Provided information:
------------

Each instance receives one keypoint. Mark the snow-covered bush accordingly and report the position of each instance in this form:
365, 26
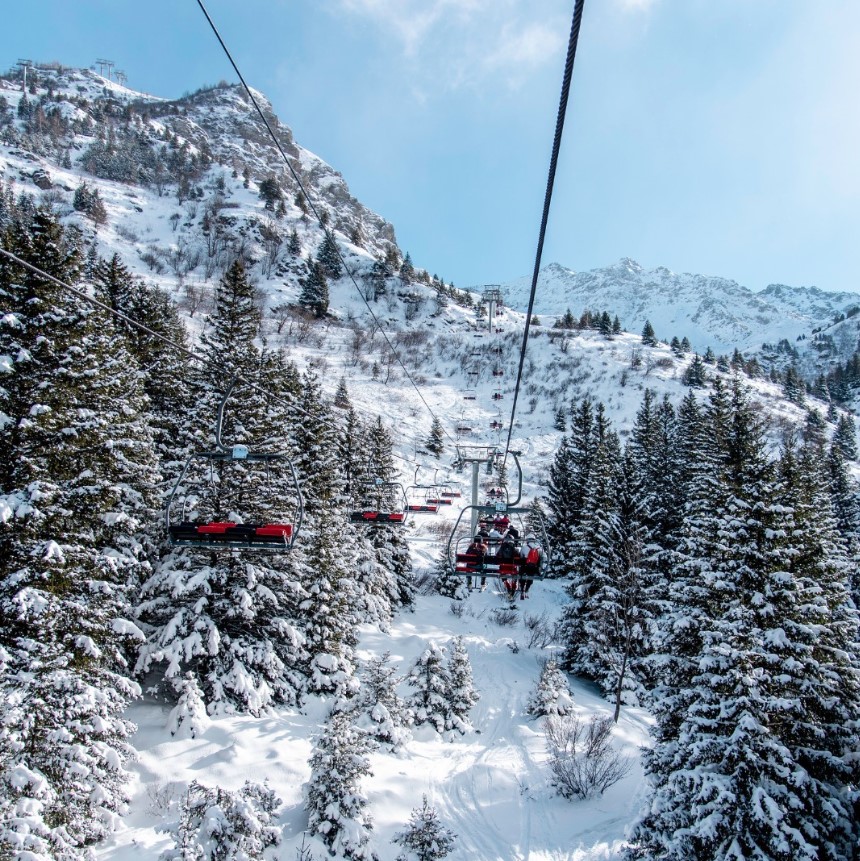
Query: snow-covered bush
188, 718
540, 630
217, 824
462, 694
382, 713
582, 761
335, 803
425, 838
551, 695
444, 694
504, 617
429, 677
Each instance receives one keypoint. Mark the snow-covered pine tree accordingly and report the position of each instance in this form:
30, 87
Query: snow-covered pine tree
654, 454
77, 481
188, 717
435, 442
383, 713
448, 583
316, 447
394, 580
218, 824
228, 617
166, 378
551, 695
461, 688
430, 678
335, 803
758, 668
314, 293
604, 627
328, 256
845, 436
425, 838
567, 487
846, 509
330, 612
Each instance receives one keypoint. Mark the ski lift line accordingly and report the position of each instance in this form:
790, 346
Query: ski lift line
190, 355
322, 224
553, 163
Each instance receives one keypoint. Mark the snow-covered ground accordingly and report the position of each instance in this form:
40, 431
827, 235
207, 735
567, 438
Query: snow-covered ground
490, 786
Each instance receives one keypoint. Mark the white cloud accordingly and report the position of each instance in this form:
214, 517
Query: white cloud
458, 43
637, 5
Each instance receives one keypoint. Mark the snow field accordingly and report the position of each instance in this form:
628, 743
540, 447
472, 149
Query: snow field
490, 786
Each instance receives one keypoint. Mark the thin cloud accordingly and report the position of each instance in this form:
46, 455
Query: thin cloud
458, 43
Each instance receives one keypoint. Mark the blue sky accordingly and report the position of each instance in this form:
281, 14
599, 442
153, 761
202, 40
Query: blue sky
717, 137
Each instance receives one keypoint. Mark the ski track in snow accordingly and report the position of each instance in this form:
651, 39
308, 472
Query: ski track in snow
490, 786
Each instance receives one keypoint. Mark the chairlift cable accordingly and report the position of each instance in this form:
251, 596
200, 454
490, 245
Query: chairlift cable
190, 355
553, 163
322, 224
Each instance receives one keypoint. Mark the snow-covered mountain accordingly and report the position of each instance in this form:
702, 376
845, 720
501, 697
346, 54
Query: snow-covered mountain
710, 311
183, 189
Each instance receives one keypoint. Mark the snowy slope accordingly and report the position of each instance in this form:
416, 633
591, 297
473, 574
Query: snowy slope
710, 311
490, 786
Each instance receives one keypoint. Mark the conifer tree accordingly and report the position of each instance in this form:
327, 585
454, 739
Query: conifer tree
316, 448
330, 611
229, 618
605, 626
407, 270
761, 628
649, 339
314, 293
429, 676
335, 803
383, 713
568, 478
217, 823
694, 374
845, 437
461, 692
77, 481
435, 442
448, 583
328, 257
551, 695
425, 838
793, 386
341, 397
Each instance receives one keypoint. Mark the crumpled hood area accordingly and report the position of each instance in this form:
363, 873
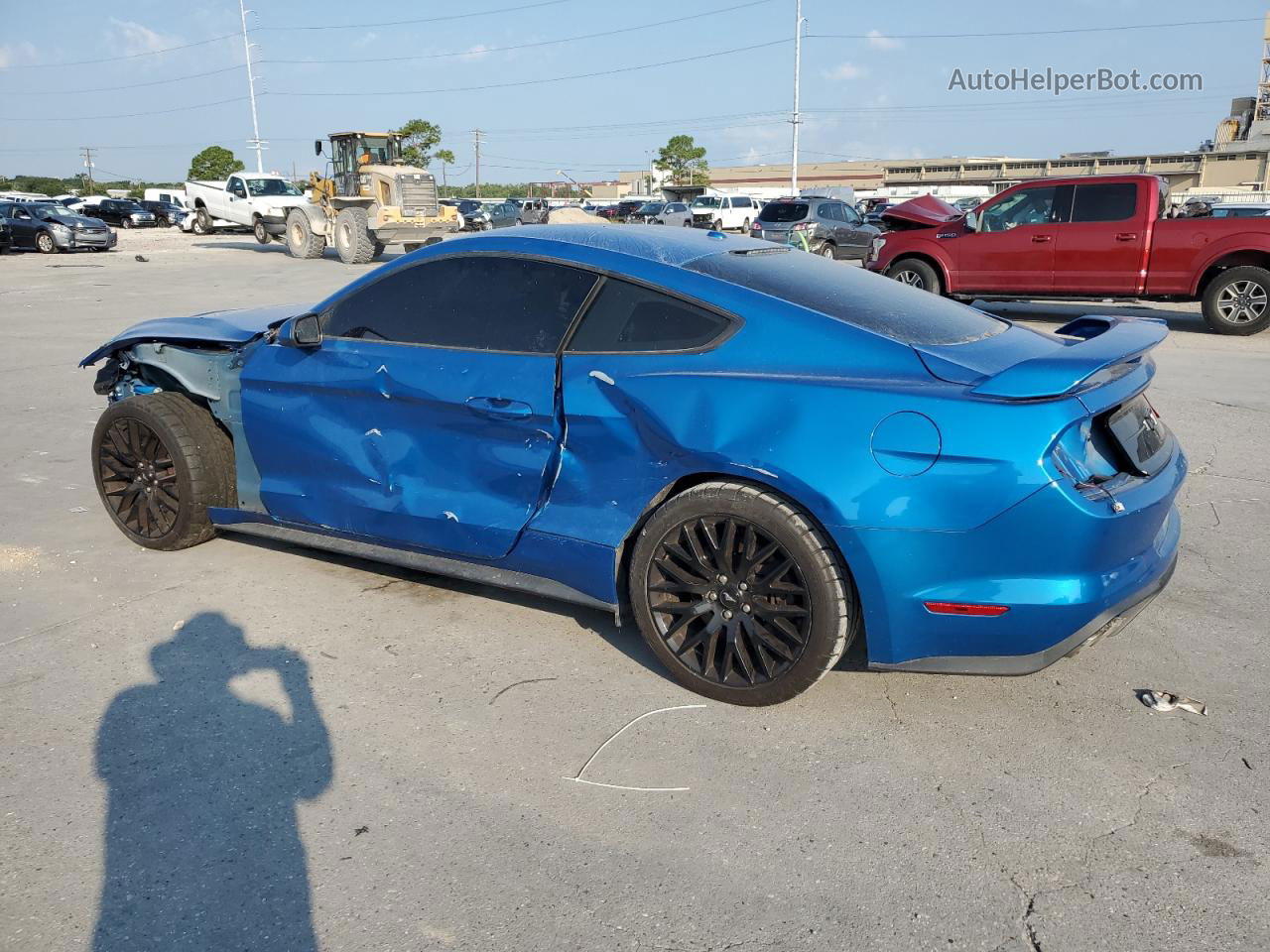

------------

Try it: Although the records contain pictures, return only their text, exactly as written.

Answer for the task:
Each instance receives one keypoint. Mark the snow-covered bush accordingly and report the position of each instance in this form:
365, 26
Query: snow-covered bush
188, 718
540, 630
217, 824
462, 694
382, 713
582, 761
335, 803
425, 838
551, 695
444, 694
504, 617
429, 677
Each instance receives one keypoint. Mark the snow-covered pine tree accordingly and report the position of each instance in this form:
30, 87
Query: snow-covered pine tree
654, 454
77, 481
188, 717
435, 442
383, 713
448, 583
316, 447
394, 580
218, 824
228, 617
166, 378
551, 695
461, 688
430, 678
335, 803
758, 668
314, 293
604, 627
328, 256
845, 436
425, 838
567, 487
846, 509
330, 612
Each instance receives one keypoint. Mark the ski lift line accordingly and report the position of each instance in this form:
790, 346
Query: ski lift line
190, 355
322, 224
553, 163
Each instance receives one keypoint. Mark the snow-covered ground accordingly and report the position of each instance in this form:
40, 431
827, 235
207, 735
567, 438
Query: snow-covered ground
490, 786
Each instance receives one keypoint. Mark the white cloud accordingly and report the position of each instance in this form:
214, 517
Query: white cloud
458, 43
637, 5
Each instance receives one keypoint. Mark the snow field accordingly and report the position of each instance in this form:
628, 743
540, 447
472, 149
Query: snow field
490, 786
Each instance receives one keypoint. Mark the thin cloud accordingly and report the position of each instance in this form:
46, 455
Query: thin cloud
458, 43
Each instance receives one keypoint. Mark the blue sky accordingly and report the position of each instance in this form:
281, 14
599, 442
153, 761
202, 40
Query: blue sky
717, 137
Each instance receives one keypoint. Mark the ski track in snow accordingly and report the position of each instance in this form:
651, 39
308, 472
Query: ski track in snow
490, 786
Each instance receives one keypoint. Mark the chairlift cable accordingly and report the position of each instance in this form:
251, 596
200, 454
490, 245
Query: chairlift cable
190, 355
553, 163
322, 224
Each instance receives one keypoint. Mark the snow-covered mountain accordingly and report the position of each instance in this form:
702, 376
845, 720
501, 697
346, 54
Query: snow-covered mountain
710, 311
183, 189
Each instance receives one keypoint. Mark the snowy slope accordingly and report the position of each instance in this form:
416, 633
591, 297
473, 574
Query: snowy slope
710, 311
490, 786
Each instance receives one keypoint. Mark the conifer tree accordingly and report the position of each instance in this form:
327, 585
454, 739
Query: conifer tree
316, 448
330, 611
229, 618
605, 626
407, 270
761, 628
649, 339
314, 293
429, 676
335, 803
383, 713
568, 478
217, 823
694, 374
845, 437
461, 692
77, 481
435, 442
448, 583
328, 257
551, 695
425, 838
793, 386
341, 397
Each instance receives one keypoint. Mark the crumpled hood area accordingly and report the position of each instance in this form:
363, 873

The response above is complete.